WHAT TO DO:
A word-for-word copy of the line containing "plank in the photo above." and every following line to the end of the data below is all the answer should hold.

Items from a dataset
------------
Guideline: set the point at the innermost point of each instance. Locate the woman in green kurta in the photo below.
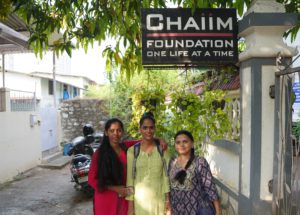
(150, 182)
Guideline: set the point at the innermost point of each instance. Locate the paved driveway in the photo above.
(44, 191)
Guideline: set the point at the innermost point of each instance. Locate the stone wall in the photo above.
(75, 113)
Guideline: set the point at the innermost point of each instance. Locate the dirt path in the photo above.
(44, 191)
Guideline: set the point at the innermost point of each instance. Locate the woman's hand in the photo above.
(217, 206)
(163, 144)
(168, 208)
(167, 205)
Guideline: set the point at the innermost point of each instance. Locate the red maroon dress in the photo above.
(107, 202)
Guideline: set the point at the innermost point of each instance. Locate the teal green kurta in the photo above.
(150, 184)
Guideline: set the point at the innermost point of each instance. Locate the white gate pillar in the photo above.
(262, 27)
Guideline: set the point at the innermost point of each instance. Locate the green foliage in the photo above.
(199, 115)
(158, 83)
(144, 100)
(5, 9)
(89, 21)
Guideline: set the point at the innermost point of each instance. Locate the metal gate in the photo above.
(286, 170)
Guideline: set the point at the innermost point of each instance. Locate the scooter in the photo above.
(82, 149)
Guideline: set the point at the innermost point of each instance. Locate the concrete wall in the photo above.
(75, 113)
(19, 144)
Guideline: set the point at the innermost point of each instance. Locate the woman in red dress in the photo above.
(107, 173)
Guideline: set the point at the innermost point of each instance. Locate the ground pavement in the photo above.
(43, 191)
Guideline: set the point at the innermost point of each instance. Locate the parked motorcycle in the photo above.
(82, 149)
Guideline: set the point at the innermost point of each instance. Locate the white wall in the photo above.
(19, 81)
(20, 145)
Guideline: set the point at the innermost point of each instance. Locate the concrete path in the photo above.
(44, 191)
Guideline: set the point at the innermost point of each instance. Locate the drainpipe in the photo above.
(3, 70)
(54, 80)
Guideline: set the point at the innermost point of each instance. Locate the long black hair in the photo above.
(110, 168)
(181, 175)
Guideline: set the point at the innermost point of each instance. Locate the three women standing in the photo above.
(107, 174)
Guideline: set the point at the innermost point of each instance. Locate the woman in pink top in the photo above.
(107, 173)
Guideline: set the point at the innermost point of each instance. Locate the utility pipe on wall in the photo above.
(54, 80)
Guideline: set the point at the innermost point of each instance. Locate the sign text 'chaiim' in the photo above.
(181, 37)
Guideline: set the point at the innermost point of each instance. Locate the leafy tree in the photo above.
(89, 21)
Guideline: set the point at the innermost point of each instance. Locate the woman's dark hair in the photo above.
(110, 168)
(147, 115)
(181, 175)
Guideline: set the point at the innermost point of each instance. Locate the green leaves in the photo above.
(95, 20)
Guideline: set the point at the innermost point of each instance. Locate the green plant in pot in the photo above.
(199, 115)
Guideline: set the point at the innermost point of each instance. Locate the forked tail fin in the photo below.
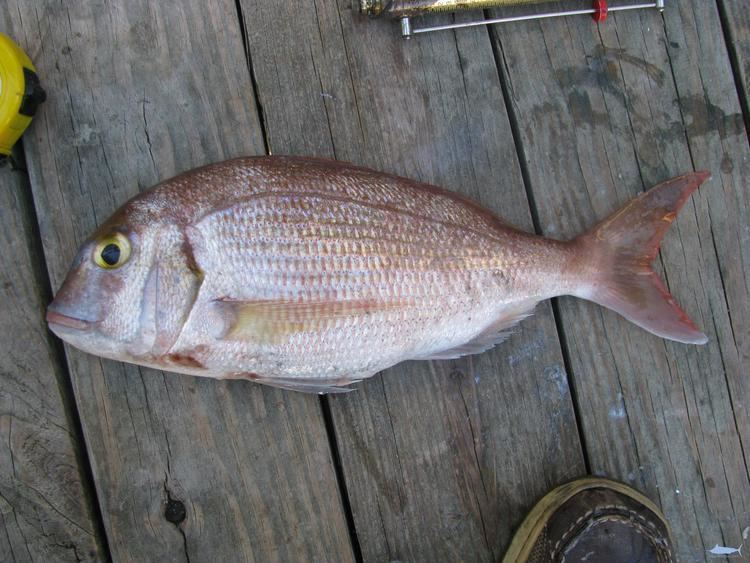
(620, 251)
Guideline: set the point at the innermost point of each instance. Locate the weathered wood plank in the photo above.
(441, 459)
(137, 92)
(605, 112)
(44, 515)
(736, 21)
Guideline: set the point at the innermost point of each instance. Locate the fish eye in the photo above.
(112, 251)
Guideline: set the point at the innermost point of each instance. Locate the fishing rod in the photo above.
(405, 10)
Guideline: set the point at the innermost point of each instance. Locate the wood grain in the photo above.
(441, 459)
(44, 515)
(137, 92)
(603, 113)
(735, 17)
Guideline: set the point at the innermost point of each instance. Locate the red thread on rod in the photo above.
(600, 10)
------------
EXERCISE OUTPUT:
Guideline: set the point at the innermost point of each instance. Locate the weathered wood plank in the photo above.
(441, 459)
(137, 92)
(605, 112)
(44, 515)
(736, 21)
Guideline: set the point at the innermost point of each instance. Locate the fish eye in the photo above.
(112, 251)
Guideline: set the point at the innermost point of each instance. Locate the fishing rod in the photo above.
(405, 10)
Guideline: set the point at the innermost point of each instance. Locate the wood grain in the photo above.
(441, 459)
(44, 515)
(137, 92)
(603, 113)
(735, 17)
Guideline: set the point at the innermost point of each instance. Locate the red thread on rod in the photo above.
(600, 10)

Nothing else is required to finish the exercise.